**Text section**
┌──

Mr. Chief Justice COOPER, in the case of Kansas City, Memphis Birmingham Railroad Co. v. Joseph Smith, 17 So. 78, 72 Miss. 677, 27 L.R.A. 762, 48 Am. St. Rep. 579, in a most interesting and learned manner, described this situation, and that case is in point here. The facts in the Smith case are so similar as to be almost identical. In that case the court said:
"The duty imposed by law upon those corporations to provide suitable and safe roadways, over which ponderous engines and trains are to be driven, carries with it, from necessity, the right to erect grade embankments, on which the rails are set, and when this is done with due regard to the rights of owner of adjacent and proximate lands, any necessary and consequent injury to such lands must be borne by the owner. But such companies may not, under a claim of being absolute owners of their roadways, so construct them as to unnecessarily impair the value of adjacent property. . . .
"It cannot be the law, however, in this state that the flood waters of the large streams which are within or along the borders of this state are to be dealt with as the waters of a stream, not to be obstructed, impeded or turned aside under any circumstances, except upon condition that the person so doing shall respond in damages for all injury sustained by another riparian owner and be liable for nominal damages as for the infringement of the legal right of adjacent proprietors who in truth suffer no real injury."
After discussing the right of owners of alluvial lands to protect their farms from flooding, the court said:
"But on the clearly shown facts of the case now before us, we think no right of recovery is disclosed (1) because *Page 753 no failure of duty by the defendant in the construction of its roadway is established, and (2) because no casual connection is proved between the act of the defendant and the injury resulting from the flood. . . . It is not claimed by the plaintiff that his lands would not have been submerged by the flood of July (for injury by which he sues) if no railroad had been built in the valley. His contention is that the water was somewhat deeper on his land than it would have been; that it remained longer and flowed with a stronger current. . . . We think it may with safety be said that a valley of a mile, or a mile and a half, along streams of the class of Town creek goes far beyond any requirement of the law for the course of the stream. How much less than this would be sufficient, we need not attempt to declare. That the embankment of the railway has not obstructed the course of the stream is demonstrated by the fact that no injury has resulted to any one during the ordinary floods, which have passed harmlessly away. It is the extraordinary, the exceptional, the unexpected, which has caused the injury for which the plaintiff sues. . . .
"We dispose of the cause on the ground above indicated, i.e., that on the facts proved no liability rests upon the defendant as for the obstruction of a watercourse."
In the case of Railroad Co. v. Davis, 19 So. 487, 73 Miss. 678, the court said on this subject:
"It is not the law that the defendant was under the duty of so constructing its roadway as to preserve the land of the plaintiffs from all injury by reason of water to which it would not have been subject in its natural state."

└──

**Record list**
┌──

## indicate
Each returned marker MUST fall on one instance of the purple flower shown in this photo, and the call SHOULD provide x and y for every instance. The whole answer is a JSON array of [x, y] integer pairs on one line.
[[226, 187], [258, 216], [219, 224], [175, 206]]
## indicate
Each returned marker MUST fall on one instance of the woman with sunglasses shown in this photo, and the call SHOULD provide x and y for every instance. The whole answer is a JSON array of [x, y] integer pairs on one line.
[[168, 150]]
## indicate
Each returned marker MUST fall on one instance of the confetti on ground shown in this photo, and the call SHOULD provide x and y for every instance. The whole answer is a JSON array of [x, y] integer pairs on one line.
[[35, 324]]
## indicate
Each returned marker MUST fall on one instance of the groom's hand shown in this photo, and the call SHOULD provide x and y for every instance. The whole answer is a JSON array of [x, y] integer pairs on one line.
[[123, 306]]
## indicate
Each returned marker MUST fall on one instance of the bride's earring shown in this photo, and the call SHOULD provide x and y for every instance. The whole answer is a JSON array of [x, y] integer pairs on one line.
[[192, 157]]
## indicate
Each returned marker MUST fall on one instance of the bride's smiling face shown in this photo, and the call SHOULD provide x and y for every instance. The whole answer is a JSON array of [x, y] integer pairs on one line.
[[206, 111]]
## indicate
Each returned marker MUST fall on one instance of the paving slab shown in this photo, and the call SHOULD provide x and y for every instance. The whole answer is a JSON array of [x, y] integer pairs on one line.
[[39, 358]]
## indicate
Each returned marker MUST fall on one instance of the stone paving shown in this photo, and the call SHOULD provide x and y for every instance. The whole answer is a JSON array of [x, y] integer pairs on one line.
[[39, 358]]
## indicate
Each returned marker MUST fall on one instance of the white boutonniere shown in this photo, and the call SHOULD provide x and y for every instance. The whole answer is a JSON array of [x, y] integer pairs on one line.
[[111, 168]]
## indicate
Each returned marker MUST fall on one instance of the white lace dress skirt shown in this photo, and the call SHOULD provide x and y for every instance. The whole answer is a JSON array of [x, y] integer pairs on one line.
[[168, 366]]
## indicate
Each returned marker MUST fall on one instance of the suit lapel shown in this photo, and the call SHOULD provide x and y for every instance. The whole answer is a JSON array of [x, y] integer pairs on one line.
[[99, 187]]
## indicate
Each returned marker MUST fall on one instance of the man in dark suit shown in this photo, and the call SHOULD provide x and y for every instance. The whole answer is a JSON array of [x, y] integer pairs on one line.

└──

**Stated exercise 1**
In the opinion excerpt, why did the court hold that the railway embankment had not obstructed the course of the stream? Answer in one to three sentences.
**Stated exercise 2**
Extract the listing from its first line through the line that contains "[[226, 187], [258, 216], [219, 224], [175, 206]]", inclusive, and reproduce those lines verbatim.

**Correct answer 1**
The court held that the embankment had not obstructed the stream because no one was injured during the ordinary floods, which passed harmlessly away. The injury was caused only by an extraordinary, exceptional and unexpected flood.

**Correct answer 2**
## indicate
Each returned marker MUST fall on one instance of the purple flower shown in this photo, and the call SHOULD provide x and y for every instance. The whole answer is a JSON array of [x, y] integer pairs on one line.
[[226, 187], [258, 216], [219, 224], [175, 206]]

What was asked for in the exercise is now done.